» **Directions for this task**
Could you quote, exactly as they stand, the lines running from the one with "like [146, 553]." to the final line of the material?

____ Data in this exercise

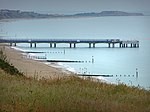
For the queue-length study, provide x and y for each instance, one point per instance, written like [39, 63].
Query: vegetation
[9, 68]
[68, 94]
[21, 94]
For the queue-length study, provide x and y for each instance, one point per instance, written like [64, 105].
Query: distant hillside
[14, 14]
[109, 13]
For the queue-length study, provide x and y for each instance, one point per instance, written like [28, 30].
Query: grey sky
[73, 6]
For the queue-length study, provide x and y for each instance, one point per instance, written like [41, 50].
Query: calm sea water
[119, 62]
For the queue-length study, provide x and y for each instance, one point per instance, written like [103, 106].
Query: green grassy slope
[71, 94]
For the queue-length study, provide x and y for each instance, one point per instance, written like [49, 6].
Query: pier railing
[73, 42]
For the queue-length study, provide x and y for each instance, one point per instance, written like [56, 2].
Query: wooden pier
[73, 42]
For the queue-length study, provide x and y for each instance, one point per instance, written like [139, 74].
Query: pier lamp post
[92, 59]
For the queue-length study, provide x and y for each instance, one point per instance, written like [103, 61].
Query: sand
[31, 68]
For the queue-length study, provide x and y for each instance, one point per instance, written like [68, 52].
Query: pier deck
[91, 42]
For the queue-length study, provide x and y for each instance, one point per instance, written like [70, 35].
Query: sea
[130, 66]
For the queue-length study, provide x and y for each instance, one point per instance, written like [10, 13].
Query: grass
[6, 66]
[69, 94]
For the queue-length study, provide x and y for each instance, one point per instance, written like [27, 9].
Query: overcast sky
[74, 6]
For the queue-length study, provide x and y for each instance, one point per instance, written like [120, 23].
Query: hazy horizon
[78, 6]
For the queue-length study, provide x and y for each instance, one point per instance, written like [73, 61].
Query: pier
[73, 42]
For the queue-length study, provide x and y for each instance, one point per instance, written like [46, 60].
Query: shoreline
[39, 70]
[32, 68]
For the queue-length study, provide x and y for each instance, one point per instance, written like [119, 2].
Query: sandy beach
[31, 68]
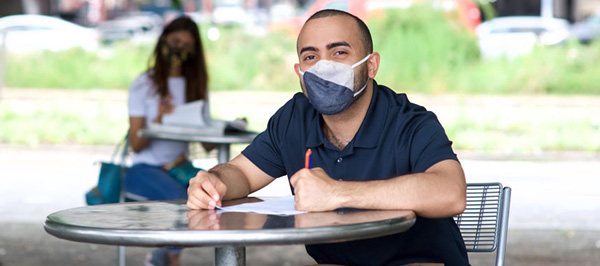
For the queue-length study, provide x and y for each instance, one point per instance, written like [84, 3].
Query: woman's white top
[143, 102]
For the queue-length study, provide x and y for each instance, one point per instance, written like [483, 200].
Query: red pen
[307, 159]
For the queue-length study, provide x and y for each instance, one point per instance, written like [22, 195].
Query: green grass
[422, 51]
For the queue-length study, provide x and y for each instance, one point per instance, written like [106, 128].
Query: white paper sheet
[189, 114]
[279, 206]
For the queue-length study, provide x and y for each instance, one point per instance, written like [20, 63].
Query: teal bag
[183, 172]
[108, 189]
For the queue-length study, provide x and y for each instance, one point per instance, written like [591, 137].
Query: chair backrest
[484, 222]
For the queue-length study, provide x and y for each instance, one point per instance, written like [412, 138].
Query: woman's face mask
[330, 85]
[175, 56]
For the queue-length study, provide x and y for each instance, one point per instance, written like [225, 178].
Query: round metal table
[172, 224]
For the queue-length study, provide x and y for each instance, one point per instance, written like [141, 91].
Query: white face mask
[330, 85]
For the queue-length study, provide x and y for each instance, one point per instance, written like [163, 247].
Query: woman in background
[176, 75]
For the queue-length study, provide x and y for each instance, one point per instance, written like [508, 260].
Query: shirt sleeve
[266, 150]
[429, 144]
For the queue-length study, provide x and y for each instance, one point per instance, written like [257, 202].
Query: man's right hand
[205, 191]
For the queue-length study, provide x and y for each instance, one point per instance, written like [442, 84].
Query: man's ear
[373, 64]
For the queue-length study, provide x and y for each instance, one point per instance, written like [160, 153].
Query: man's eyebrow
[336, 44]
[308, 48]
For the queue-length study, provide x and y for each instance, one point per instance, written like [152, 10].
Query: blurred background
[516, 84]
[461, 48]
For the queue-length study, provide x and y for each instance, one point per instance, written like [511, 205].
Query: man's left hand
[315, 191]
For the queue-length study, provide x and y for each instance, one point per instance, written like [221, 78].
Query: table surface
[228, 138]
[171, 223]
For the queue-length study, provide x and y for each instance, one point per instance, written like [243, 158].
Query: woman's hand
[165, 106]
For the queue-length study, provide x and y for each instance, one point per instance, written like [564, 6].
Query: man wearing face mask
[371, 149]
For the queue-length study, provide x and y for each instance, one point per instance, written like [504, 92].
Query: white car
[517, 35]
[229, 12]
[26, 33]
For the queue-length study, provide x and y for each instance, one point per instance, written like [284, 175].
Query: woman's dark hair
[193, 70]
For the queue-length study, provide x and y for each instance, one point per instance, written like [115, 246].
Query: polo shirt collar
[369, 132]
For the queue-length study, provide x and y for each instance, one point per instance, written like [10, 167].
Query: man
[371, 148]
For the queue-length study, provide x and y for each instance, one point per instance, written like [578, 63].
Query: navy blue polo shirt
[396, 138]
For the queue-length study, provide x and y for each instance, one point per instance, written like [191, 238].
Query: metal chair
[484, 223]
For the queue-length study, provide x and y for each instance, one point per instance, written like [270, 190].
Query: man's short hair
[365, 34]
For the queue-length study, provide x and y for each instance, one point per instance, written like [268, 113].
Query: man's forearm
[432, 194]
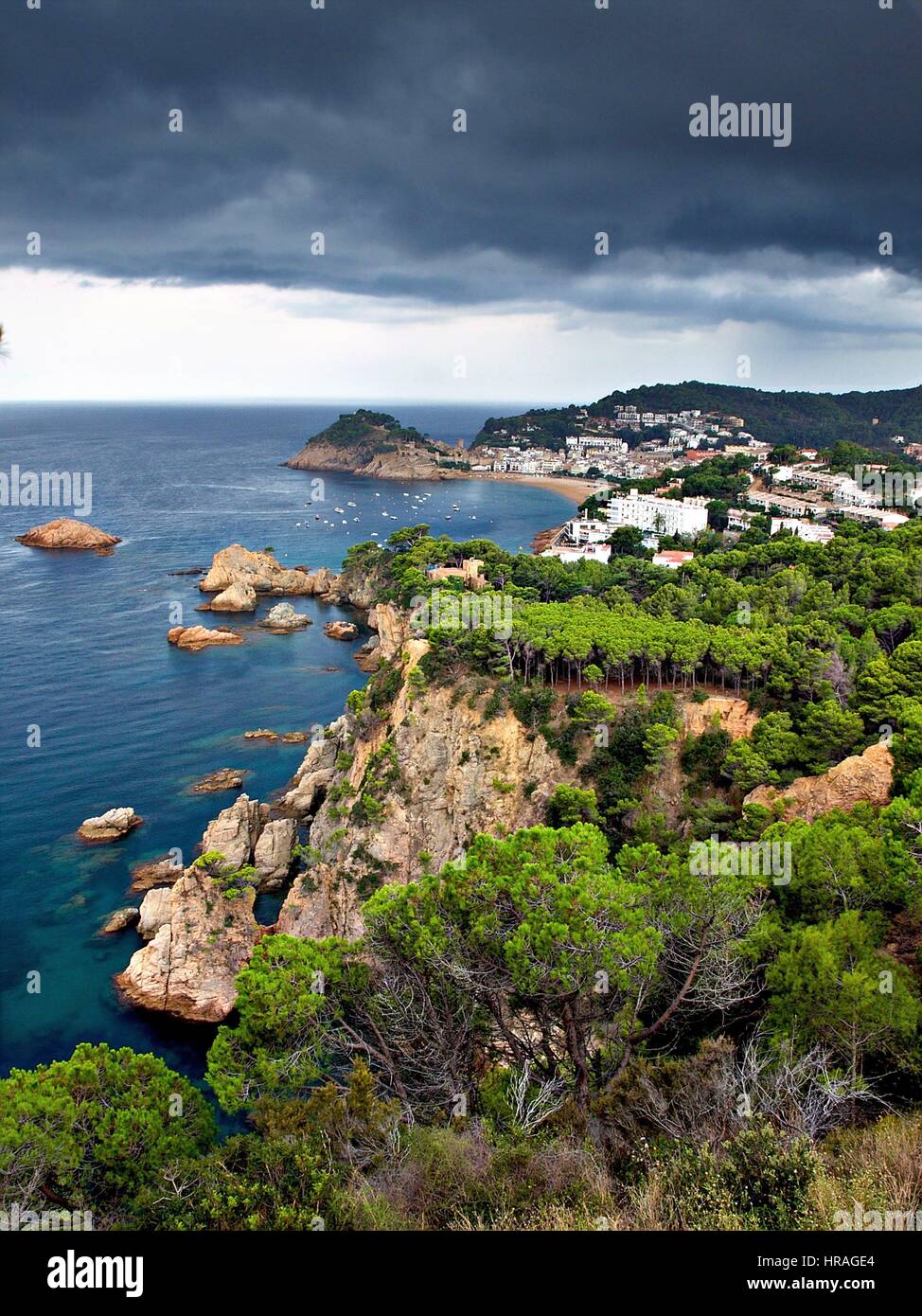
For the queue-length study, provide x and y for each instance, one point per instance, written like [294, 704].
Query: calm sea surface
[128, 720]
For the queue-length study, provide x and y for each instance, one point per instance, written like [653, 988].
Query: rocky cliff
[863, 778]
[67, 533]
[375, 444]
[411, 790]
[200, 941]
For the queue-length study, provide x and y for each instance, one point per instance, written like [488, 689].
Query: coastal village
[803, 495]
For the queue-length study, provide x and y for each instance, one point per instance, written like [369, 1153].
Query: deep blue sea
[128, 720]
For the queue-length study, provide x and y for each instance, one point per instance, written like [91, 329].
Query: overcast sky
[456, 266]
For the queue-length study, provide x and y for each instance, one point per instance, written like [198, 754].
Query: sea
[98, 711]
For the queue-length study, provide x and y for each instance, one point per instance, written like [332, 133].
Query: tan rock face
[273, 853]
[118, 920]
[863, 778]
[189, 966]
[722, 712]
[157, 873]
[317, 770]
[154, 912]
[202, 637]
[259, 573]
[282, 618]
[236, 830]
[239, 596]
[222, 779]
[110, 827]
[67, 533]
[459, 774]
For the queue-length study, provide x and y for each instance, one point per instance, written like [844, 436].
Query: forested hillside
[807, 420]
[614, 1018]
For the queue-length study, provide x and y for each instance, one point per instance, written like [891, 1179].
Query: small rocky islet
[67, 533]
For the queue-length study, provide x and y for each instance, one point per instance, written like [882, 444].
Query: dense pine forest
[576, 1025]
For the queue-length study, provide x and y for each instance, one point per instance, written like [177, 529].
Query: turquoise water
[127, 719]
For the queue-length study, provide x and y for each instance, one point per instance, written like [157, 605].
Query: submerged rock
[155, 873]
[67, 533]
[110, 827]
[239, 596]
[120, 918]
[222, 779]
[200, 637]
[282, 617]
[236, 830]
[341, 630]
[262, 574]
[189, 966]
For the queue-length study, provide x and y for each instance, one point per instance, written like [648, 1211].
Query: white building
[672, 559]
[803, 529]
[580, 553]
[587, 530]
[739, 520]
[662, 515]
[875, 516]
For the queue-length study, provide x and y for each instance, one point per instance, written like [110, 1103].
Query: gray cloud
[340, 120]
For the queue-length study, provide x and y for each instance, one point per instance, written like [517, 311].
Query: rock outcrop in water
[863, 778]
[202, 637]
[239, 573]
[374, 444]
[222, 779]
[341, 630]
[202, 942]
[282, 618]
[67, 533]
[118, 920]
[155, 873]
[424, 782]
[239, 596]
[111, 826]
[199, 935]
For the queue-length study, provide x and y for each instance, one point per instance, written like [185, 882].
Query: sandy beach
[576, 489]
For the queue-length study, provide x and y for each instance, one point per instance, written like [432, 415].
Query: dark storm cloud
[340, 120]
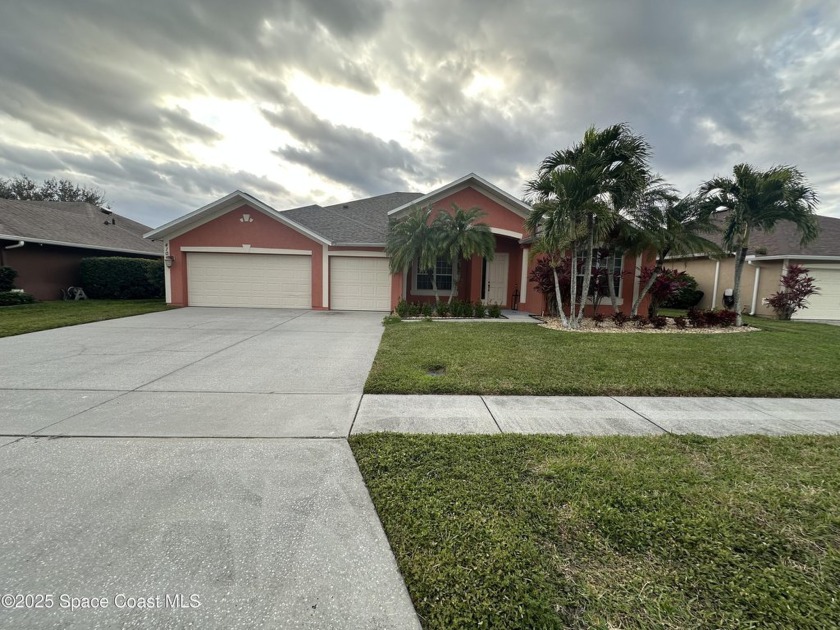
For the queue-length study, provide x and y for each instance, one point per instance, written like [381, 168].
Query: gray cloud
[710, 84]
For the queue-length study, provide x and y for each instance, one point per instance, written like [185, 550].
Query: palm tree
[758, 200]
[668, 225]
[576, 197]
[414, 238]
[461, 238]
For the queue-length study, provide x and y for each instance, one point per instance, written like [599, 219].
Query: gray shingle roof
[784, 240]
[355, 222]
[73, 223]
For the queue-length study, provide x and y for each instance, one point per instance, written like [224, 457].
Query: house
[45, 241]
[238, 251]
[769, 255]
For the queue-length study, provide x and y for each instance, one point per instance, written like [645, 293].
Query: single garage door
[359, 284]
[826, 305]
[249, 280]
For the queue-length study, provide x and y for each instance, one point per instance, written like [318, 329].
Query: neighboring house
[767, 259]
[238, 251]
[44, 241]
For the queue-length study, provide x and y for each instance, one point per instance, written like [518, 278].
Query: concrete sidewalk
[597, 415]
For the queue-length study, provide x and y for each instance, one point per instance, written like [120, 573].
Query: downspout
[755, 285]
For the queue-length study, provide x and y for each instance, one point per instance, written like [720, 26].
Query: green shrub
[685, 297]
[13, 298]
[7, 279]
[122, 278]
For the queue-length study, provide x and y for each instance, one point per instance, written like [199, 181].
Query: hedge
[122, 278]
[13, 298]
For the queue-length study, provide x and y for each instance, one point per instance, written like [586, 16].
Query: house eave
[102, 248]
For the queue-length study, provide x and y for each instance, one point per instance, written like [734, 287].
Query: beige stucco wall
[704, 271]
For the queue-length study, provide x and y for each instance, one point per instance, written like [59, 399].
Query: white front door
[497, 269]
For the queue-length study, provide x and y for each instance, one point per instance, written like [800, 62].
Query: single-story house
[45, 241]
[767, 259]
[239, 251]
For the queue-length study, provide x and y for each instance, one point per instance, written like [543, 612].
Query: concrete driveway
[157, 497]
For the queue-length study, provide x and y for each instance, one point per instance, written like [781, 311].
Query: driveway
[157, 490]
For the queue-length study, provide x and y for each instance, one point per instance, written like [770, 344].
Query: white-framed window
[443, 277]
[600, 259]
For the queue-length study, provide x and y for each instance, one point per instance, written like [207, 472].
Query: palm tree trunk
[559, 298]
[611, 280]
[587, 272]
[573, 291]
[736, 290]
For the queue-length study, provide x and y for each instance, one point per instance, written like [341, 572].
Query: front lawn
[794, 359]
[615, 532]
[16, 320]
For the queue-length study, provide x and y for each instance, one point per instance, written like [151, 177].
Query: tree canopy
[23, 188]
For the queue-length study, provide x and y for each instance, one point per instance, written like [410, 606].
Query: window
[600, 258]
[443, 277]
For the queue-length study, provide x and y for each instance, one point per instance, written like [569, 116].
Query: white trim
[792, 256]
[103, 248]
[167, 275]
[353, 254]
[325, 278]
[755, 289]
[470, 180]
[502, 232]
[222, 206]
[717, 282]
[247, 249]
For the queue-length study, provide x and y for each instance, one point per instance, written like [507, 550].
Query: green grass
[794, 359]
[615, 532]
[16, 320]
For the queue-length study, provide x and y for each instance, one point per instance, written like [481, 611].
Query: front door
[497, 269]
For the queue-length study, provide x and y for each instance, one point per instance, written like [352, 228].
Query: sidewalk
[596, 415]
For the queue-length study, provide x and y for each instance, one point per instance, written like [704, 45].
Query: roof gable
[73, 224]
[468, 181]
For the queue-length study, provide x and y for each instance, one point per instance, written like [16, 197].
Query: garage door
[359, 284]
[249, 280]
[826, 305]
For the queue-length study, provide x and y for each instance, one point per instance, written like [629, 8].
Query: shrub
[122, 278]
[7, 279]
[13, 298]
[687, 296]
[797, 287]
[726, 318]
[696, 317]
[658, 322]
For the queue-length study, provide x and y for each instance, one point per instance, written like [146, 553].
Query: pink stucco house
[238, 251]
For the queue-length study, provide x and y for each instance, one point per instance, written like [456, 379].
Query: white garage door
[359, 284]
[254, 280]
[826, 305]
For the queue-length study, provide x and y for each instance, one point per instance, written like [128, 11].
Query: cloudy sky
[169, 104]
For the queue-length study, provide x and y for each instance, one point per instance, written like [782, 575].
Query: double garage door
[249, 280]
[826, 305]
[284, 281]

________

» **Solution for this task**
For the queue-length study, provide x and y for each instance, one point per instance, written like [146, 553].
Query: pink stucco house
[238, 251]
For the queue-length study, provide x and y for each instance, one point per instance, written like [456, 379].
Query: white garage door
[359, 284]
[254, 280]
[826, 305]
For the queue-length study, provide x and y for each instance, one point per instance, written like [128, 11].
Query: cloudy sky
[169, 104]
For the queue-length study, provide x and y for each instance, one point per instance, written like [782, 575].
Query: double garage door
[249, 280]
[826, 305]
[284, 281]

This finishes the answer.